Written instruction a → Repeat the passage of the market commentary from "Central banks have" to "direction looks clear." word for word.

New US jobs numbers at the start of the month were lower than expected at 142,000. Data from the previous couple of months was also revised down, and the number of job openings sat at 7.7m, the lowest for three years. All of this points to a slowing labour market and a slowing economy. Employers are less concerned about hiring and employees are less likely to get pay rises. 

In response, the Fed made a bold 0.5% rate cut, surprising many. Could this be a sign they worried that they had taken too long? Interestingly, there was a dissenter within the committee that is usually unanimous.

ECB and stubborn UK inflation

Meanwhile, the European Central Bank continued on their rate cutting cycle, but the Bank of England held steady. Data from mainland Europe shows growth expectations are being downgraded and powerhouse economies such as Germany may well be in recession already.

UK inflation remains sticky, driven by services inflation that is stopping the BoE cutting rates further. While headline inflation remained at 2.2% (within a comfortable tolerance of the 2% target), services inflation rose to 5.6%, hindering rate cuts. With wages still climbing, there is concern of inflation reigniting - bad for consumers and embarrassing for central bankers.

China boosts Emerging Markets

Emerging Markets stole the spotlight in late September, taking what would have been a negative month into comfortably positive territory. Stimulus measures in China – and importantly the rhetoric around them – finally seem to have hit the mark with investors. The domestic China A market was up around 25%, marking one of the biggest weekly gains in its history.

Sentiment towards China has been incredibly poor, with the market decoupling from other EM regions and performance going backwards for the last three years. Political tension, a failing property market, massive youth unemployment and a population that wants to save instead of spend has weighed heavily on economic growth and equity returns. Various attempts to stimulate both have fallen short over recent years.

Whether this latest upturn is the start of a sustained recovery or another false dawn is still to be determined, but the magnitude of the market reaction suggests something could be different this time. With both monetary and fiscal support pledged, and policies directly aimed at reviving the stock market, there is a clear desire to address the current issues and meet the 5% GDP growth target for the year.

With recent gains, Emerging Markets have almost caught up with the US this year, underscoring just how quickly market sentiment can shift.

Q4 Market Outlook

Central banks have started cutting interest rates, easing the path for a ‘soft landing’

The timing, magnitude and speed of cuts may vary, but the direction looks clear.

Labeled area outline entries →
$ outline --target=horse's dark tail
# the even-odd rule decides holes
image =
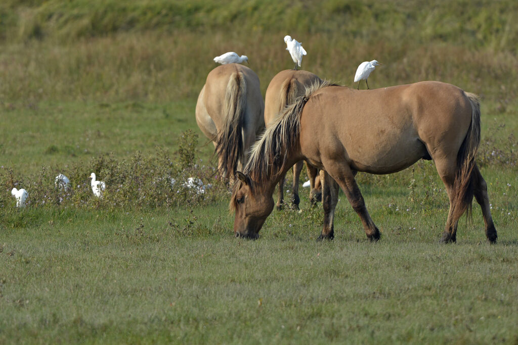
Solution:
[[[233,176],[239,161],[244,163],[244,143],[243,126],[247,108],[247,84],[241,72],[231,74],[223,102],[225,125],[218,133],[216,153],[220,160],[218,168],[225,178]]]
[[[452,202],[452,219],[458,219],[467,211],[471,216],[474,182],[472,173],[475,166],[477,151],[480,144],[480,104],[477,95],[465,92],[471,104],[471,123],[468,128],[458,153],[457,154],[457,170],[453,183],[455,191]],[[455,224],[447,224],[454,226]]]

Written instruction b → Transcribe all of the records above line for line, leaving out the pictures.

Exercise solution a →
Central banks have started cutting interest rates, easing the path for a ‘soft landing’

The timing, magnitude and speed of cuts may vary, but the direction looks clear.

Exercise solution b →
$ outline --target=horse's dark tail
# the even-odd rule decides holes
image =
Solution:
[[[233,176],[239,161],[244,163],[244,143],[243,126],[247,108],[247,84],[241,72],[231,74],[223,102],[225,125],[218,133],[216,153],[220,160],[218,168],[225,178]]]
[[[452,202],[452,219],[458,219],[467,211],[471,216],[474,182],[472,173],[475,166],[477,151],[480,144],[480,104],[477,95],[465,92],[471,104],[471,123],[468,128],[458,153],[457,154],[457,170],[453,183],[455,191]],[[455,224],[447,224],[454,226]]]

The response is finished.